- [Extracted data]
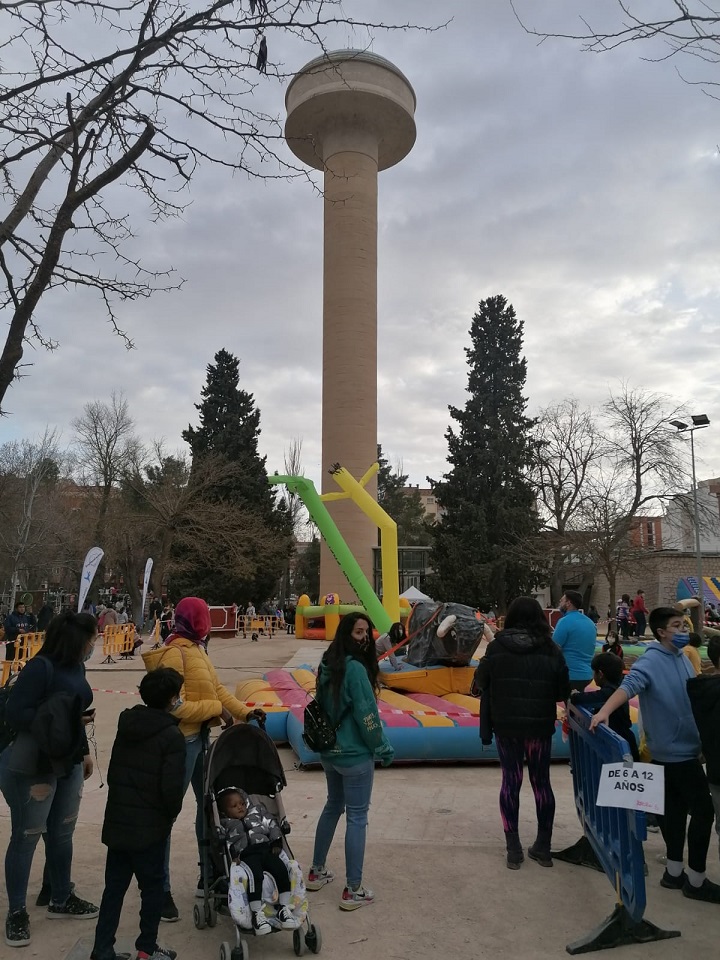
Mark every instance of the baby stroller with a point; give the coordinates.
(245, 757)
==
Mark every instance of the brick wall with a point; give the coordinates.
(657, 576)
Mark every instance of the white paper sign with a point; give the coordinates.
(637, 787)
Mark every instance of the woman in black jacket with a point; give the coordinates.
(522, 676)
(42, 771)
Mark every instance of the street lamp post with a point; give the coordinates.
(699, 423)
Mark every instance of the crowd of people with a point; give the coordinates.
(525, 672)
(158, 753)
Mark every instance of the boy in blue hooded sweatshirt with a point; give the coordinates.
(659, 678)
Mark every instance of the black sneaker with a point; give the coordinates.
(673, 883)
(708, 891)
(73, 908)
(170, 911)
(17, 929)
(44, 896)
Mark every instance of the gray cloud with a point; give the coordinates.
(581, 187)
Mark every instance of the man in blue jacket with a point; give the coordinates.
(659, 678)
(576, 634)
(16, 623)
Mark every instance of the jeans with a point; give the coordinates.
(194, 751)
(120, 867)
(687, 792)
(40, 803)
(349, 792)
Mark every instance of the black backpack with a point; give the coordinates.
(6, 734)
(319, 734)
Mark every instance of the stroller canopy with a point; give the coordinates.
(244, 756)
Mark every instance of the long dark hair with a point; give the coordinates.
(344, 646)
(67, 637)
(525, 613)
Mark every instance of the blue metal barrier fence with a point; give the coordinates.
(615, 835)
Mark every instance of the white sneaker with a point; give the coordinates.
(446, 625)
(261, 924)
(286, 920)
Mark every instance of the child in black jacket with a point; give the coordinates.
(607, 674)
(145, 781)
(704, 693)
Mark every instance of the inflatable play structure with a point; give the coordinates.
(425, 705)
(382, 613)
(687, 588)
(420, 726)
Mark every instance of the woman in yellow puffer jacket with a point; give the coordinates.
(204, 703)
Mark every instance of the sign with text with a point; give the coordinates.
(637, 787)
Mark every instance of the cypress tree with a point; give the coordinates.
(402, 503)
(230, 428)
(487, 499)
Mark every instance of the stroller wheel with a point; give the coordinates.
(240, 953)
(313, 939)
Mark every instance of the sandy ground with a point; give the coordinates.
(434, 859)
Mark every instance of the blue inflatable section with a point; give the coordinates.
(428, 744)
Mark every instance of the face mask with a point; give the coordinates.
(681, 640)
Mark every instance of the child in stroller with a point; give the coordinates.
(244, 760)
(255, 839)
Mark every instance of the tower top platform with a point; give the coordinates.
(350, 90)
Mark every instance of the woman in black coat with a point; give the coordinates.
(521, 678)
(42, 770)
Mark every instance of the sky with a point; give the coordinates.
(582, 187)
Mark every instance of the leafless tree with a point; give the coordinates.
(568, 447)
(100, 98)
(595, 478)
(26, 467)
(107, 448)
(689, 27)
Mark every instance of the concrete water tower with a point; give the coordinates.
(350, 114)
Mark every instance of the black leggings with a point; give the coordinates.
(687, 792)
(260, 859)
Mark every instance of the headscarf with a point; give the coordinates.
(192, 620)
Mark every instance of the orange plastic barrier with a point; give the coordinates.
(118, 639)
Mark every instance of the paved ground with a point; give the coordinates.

- [What to do]
Copy the records word for word, from the line that contains "Mark every instance of the leafless" through the line that contains "Mark every instance of the paved", including both of those lines.

- [Output of the task]
Mark every instance of the leafless tree with a point; give the coordinates.
(568, 447)
(100, 98)
(595, 478)
(26, 467)
(107, 448)
(689, 27)
Mark every instance of the concrete water tower with a point; give the coordinates.
(350, 114)
Mark every instance of the black leggings with a point; give the coordinates.
(687, 792)
(260, 859)
Mark every instance of the headscarf with a point; give the coordinates.
(192, 620)
Mark every instance of the orange plastic barrier with a point; give the coordinates.
(118, 639)
Mark every instance of the paved ground with a point; give the coordinates.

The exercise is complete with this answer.